(Point annotation dataset items)
────────

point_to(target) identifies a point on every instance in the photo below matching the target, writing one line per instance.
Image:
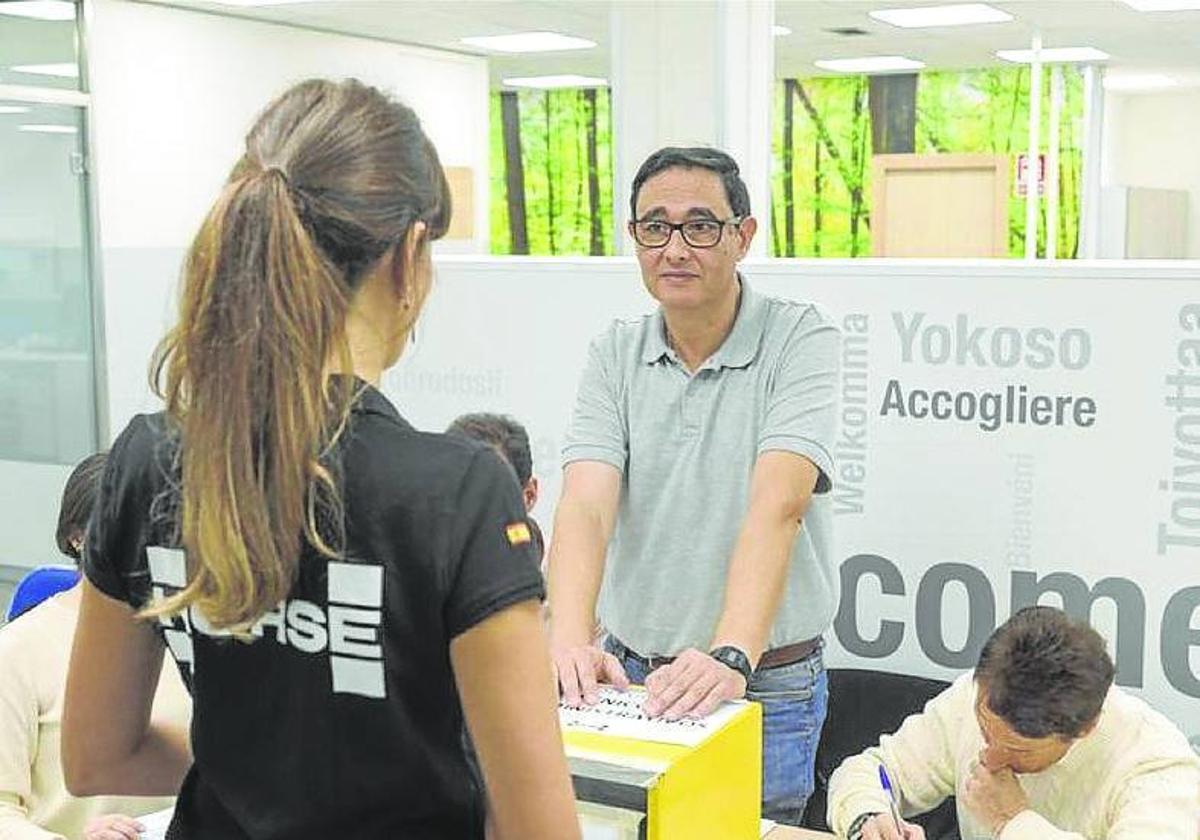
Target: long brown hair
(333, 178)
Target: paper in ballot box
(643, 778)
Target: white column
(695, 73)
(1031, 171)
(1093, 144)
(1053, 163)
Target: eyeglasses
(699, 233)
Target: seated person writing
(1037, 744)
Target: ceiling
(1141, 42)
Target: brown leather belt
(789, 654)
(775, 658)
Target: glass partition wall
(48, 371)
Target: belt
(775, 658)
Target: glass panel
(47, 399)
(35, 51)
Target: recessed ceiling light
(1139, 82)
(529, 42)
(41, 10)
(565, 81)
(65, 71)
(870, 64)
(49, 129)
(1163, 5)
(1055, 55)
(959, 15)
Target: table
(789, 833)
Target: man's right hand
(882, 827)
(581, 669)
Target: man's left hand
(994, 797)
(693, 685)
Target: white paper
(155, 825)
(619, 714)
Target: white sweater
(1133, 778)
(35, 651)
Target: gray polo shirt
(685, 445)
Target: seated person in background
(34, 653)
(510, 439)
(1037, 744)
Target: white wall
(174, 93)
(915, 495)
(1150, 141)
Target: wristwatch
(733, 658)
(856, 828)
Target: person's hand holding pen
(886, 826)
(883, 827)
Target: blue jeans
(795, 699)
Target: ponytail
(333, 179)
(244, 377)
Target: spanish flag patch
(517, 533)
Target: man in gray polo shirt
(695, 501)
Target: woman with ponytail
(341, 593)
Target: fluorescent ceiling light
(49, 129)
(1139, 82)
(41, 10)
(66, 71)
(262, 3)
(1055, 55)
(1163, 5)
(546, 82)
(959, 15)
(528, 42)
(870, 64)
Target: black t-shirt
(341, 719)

────────

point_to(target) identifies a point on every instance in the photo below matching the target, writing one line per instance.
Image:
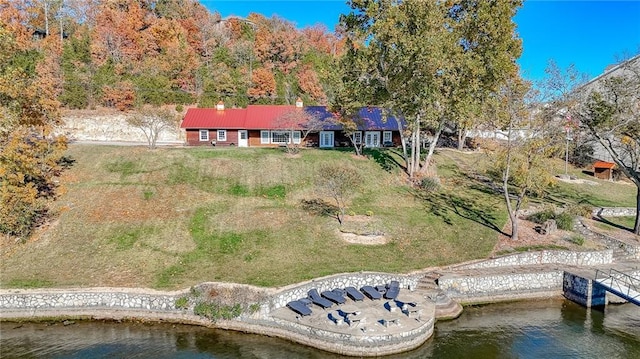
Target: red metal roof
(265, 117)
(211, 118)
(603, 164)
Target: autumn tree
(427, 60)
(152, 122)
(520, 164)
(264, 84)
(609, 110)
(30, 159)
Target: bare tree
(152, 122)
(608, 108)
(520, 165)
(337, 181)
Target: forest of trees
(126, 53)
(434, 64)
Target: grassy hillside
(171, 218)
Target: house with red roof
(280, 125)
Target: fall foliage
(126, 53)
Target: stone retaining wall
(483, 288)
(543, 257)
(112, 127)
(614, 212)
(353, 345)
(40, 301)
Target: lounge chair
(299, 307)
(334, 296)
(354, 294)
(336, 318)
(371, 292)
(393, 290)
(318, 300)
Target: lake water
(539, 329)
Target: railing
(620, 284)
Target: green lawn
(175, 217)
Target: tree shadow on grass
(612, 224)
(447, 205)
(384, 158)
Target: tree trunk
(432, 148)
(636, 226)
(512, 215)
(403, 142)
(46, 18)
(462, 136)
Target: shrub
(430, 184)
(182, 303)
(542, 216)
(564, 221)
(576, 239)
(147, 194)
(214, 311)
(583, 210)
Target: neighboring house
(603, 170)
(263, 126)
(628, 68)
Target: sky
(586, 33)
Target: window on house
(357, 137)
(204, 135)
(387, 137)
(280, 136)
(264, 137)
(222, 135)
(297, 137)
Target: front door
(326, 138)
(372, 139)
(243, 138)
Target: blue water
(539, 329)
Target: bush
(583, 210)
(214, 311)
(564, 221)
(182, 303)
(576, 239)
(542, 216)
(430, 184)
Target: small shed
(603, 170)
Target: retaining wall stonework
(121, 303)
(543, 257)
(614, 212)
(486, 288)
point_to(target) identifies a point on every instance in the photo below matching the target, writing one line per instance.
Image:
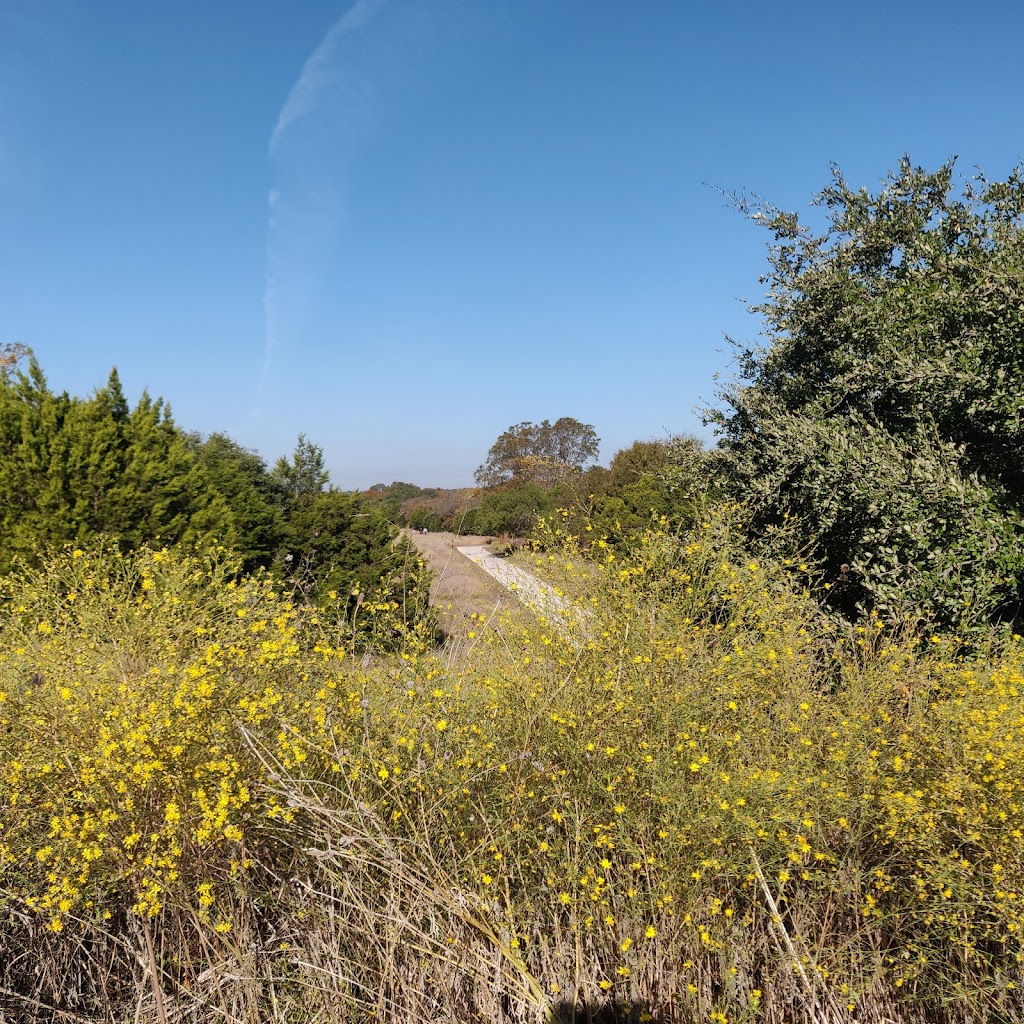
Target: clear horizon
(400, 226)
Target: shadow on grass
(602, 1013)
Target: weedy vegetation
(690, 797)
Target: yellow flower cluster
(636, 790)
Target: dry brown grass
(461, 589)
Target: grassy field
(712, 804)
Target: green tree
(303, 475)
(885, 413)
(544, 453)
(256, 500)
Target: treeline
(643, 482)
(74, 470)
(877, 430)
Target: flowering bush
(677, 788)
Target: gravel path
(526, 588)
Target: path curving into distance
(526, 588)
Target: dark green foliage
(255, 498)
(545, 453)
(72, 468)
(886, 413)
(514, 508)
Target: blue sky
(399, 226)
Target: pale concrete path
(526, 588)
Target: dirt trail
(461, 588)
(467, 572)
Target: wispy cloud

────────

## Work to complete:
Copy the lines running from the one containing "Target: flowering bush" up to and including the one containing "Target: wispy cloud".

## The reply:
Target: flowering bush
(677, 788)
Target: gravel path
(526, 588)
Target: path curving into distance
(526, 588)
Target: dark green foliage
(255, 498)
(545, 453)
(72, 468)
(886, 413)
(514, 508)
Target: blue sky
(399, 226)
Target: pale concrete path
(526, 588)
Target: dirt trail
(461, 588)
(467, 572)
Target: wispy cloud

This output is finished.